> [Data shown]:
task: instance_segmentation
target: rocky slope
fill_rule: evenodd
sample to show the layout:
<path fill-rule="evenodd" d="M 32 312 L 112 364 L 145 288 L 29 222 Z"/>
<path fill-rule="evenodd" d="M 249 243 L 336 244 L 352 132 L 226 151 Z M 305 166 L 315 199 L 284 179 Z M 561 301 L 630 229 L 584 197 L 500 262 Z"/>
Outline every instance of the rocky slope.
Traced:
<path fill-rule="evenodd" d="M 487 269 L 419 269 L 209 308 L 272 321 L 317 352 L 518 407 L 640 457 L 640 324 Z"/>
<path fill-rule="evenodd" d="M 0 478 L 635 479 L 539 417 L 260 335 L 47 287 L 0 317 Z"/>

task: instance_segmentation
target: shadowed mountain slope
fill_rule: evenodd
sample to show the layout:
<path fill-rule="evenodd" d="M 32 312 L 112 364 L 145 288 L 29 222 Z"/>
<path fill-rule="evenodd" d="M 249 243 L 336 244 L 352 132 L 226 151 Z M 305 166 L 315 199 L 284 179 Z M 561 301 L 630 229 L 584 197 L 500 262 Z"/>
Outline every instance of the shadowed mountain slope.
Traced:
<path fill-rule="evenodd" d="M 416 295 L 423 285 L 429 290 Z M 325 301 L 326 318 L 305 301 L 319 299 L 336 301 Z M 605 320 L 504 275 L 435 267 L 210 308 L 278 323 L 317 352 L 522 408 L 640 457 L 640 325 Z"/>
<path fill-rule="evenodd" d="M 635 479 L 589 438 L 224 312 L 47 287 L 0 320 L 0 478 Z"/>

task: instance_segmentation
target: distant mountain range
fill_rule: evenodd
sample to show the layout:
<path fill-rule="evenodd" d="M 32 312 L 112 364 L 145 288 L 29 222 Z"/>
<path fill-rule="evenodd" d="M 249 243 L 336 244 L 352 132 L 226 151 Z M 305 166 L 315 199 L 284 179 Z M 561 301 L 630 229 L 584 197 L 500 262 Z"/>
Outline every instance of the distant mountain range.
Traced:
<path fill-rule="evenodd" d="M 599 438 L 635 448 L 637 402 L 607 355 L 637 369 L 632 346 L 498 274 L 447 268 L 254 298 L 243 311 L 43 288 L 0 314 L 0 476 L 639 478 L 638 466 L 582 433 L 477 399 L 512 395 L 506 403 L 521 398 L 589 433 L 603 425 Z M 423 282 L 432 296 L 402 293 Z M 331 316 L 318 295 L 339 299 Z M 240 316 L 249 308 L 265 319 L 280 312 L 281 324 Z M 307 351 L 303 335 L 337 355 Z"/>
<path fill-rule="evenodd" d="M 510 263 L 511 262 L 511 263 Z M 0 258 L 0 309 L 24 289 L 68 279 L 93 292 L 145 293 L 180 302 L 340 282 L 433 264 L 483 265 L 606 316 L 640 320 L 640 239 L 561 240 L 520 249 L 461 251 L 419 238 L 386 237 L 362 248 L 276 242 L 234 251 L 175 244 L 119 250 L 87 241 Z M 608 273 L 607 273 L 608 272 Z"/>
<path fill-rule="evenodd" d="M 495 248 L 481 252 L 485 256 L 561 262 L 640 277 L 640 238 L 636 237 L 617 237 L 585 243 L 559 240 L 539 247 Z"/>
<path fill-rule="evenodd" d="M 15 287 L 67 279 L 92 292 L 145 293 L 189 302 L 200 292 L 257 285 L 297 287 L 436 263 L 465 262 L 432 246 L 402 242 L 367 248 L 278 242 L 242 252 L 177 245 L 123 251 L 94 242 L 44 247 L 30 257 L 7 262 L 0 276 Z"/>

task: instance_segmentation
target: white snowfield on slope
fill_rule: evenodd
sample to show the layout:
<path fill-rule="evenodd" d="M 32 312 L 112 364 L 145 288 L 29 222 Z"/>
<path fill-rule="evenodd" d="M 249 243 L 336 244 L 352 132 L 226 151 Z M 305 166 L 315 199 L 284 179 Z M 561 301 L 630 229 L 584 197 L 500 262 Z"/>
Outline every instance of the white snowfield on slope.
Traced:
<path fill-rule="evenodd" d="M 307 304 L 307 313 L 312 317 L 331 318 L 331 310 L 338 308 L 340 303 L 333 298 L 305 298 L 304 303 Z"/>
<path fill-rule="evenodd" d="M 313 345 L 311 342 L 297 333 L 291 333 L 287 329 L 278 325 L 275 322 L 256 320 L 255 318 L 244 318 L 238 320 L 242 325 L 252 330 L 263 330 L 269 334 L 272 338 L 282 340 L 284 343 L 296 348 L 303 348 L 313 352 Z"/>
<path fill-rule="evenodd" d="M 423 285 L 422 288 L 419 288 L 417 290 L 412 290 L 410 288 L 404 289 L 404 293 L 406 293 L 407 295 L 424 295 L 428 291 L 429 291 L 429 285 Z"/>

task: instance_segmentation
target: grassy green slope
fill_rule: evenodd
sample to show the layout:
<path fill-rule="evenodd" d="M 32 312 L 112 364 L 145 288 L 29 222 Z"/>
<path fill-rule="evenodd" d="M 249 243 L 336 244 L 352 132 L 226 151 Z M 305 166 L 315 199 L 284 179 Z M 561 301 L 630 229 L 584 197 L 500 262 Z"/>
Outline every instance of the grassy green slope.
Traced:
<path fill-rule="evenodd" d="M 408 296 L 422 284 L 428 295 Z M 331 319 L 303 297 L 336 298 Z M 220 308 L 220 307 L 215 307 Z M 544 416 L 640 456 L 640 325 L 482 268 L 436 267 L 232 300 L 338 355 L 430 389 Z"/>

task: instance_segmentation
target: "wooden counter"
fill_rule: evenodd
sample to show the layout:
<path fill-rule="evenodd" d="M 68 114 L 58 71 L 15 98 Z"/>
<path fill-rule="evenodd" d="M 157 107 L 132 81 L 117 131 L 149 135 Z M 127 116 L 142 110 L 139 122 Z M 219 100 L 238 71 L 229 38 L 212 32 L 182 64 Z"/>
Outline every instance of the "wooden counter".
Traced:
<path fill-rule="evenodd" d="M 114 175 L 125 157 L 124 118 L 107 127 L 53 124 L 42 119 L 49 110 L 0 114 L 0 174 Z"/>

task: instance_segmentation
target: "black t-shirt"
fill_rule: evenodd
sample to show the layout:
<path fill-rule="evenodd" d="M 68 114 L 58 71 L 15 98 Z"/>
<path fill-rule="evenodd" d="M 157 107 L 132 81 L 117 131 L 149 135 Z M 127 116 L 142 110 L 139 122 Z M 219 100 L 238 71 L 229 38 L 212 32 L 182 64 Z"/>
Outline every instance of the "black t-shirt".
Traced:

> [What is being asked]:
Rewrite the lines from the first one up to and including the line with "487 269 L 419", keeping every request and layout sample unchanged but adding 58 to each coordinate in the traced outlines.

> [Response]:
task: instance_segmentation
target: rocky slope
fill_rule: evenodd
sample to show the layout:
<path fill-rule="evenodd" d="M 32 312 L 112 364 L 145 288 L 29 222 Z"/>
<path fill-rule="evenodd" d="M 249 243 L 336 244 L 352 132 L 226 151 Z M 305 166 L 315 199 L 284 179 Z M 561 301 L 630 229 L 584 197 L 500 262 Z"/>
Outline every instance of the rocky slope.
Traced:
<path fill-rule="evenodd" d="M 545 327 L 477 327 L 267 366 L 330 379 L 375 410 L 576 465 L 698 515 L 698 382 Z"/>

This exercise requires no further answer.